• [Set exercise A] Turn part of the listing below into a numbered list, leaving out any blank lines. Begin at the listing line that has "Put a single dot on each instance of the boy's hand" and continue through the end of the listing.

• [Text extract]
__________
= Amy E. Lerman =

Political scientist

Amy E. Lerman is a political scientist specializing in public opinion, race, and political behavior. She is the Michelle Schwartz Professor of Public Policy and Political Science in the Goldman School of Public Policy at the University of California, Berkeley.

==Education==
Lerman earned a B.A. in Social Policy and Political Science from New York University and an M.A. and Ph.D. in Political Science from the University California, Berkeley.

==Career==
After an assistant professorship at Princeton University, Lerman took up the posts of Assistant Professor, Associate Professor, and full Professor of Public Policy and Political Science at the University of California, Berkeley. Currently, she holds the Michelle Schwartz Professorship of Public Policy and Political Science and serves as the Executive Director of the Possibility Lab.

In 2023, Lerman was elected to the American Academy of Arts and Sciences.

==Research==
Lerman is an expert in criminal justice, health policy, political psychology, race and ethnicity and public opinion. Her first book, The Modern Prison Paradox: Politics, Punishment and American Community, was published in 2013 by Cambridge University Press.
__________
• [Given records]

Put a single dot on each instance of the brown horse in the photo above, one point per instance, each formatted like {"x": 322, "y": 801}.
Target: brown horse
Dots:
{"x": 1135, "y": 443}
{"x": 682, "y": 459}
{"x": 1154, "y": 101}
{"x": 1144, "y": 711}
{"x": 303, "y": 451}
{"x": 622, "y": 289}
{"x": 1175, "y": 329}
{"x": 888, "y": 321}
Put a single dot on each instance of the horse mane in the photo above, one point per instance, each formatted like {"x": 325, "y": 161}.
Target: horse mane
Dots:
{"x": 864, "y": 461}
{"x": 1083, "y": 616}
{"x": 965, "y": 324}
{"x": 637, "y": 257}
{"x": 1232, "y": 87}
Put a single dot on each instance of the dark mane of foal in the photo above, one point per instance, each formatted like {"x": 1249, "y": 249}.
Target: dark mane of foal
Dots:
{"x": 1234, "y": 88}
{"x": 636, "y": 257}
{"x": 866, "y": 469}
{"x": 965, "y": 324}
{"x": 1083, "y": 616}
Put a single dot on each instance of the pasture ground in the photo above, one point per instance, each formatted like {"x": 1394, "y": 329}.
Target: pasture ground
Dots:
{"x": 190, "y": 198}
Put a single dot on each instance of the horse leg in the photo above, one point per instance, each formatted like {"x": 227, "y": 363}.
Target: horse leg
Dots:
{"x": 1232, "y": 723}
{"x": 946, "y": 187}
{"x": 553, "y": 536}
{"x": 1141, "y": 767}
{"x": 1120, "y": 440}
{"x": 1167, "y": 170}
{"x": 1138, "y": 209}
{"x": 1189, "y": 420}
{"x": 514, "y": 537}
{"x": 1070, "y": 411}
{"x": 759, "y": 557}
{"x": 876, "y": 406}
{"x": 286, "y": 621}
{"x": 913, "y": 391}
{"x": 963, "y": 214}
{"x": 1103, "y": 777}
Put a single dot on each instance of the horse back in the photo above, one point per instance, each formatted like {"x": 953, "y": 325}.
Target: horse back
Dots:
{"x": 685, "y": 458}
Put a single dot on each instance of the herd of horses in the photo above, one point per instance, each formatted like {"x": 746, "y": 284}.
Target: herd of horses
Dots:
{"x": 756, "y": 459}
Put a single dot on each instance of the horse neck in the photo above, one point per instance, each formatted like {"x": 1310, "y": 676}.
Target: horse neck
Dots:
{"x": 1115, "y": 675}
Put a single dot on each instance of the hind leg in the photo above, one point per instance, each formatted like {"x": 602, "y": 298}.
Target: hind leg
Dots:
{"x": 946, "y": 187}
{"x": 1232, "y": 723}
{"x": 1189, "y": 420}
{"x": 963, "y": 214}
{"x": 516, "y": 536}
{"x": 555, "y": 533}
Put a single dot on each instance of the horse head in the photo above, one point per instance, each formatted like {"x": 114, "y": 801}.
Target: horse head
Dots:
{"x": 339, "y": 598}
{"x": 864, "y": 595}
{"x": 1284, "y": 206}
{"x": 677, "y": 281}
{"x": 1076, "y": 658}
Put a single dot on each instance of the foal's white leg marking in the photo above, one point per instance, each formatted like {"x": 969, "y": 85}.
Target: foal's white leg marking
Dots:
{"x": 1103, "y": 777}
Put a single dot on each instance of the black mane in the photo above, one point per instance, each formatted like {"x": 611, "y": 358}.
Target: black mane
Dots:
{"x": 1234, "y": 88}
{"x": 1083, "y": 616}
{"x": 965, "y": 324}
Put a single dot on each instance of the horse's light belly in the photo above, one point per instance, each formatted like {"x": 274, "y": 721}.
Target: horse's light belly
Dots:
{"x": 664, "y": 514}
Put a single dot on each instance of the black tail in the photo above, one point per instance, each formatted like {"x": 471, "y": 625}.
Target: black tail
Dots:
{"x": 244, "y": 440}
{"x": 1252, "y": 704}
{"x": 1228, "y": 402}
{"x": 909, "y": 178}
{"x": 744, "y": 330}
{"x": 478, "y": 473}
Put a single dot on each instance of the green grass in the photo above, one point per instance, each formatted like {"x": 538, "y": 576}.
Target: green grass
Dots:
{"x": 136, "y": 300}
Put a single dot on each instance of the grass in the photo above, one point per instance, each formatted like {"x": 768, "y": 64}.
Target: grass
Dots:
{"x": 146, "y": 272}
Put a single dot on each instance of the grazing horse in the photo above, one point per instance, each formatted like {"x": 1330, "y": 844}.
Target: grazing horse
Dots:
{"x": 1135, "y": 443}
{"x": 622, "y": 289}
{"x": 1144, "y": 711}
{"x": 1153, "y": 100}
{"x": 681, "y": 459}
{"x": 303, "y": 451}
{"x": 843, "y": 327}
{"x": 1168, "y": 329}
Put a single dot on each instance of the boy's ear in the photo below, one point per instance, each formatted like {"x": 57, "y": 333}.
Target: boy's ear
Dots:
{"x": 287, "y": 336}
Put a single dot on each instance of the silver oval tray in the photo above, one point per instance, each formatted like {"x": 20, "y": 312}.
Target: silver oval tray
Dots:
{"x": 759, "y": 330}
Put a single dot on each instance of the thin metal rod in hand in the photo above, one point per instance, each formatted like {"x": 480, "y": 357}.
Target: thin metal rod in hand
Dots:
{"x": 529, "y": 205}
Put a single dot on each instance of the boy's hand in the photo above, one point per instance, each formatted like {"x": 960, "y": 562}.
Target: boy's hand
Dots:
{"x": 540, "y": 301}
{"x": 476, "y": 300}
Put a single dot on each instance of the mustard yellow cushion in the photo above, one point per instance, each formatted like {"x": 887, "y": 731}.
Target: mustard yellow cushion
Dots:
__________
• [Set exercise B] According to the article on Amy E. Lerman, which publisher released her first book?

• [Expected answer A]
1. Put a single dot on each instance of the boy's hand in the photo above, one point per instance, each formatted like {"x": 960, "y": 562}.
2. Target: boy's hand
3. Dots:
4. {"x": 540, "y": 301}
5. {"x": 476, "y": 300}
6. Put a single dot on each instance of the mustard yellow cushion in the photo above, one point per instance, each formatted like {"x": 887, "y": 731}.
7. Target: mustard yellow cushion
8. Dots:

• [Expected answer B] Cambridge University Press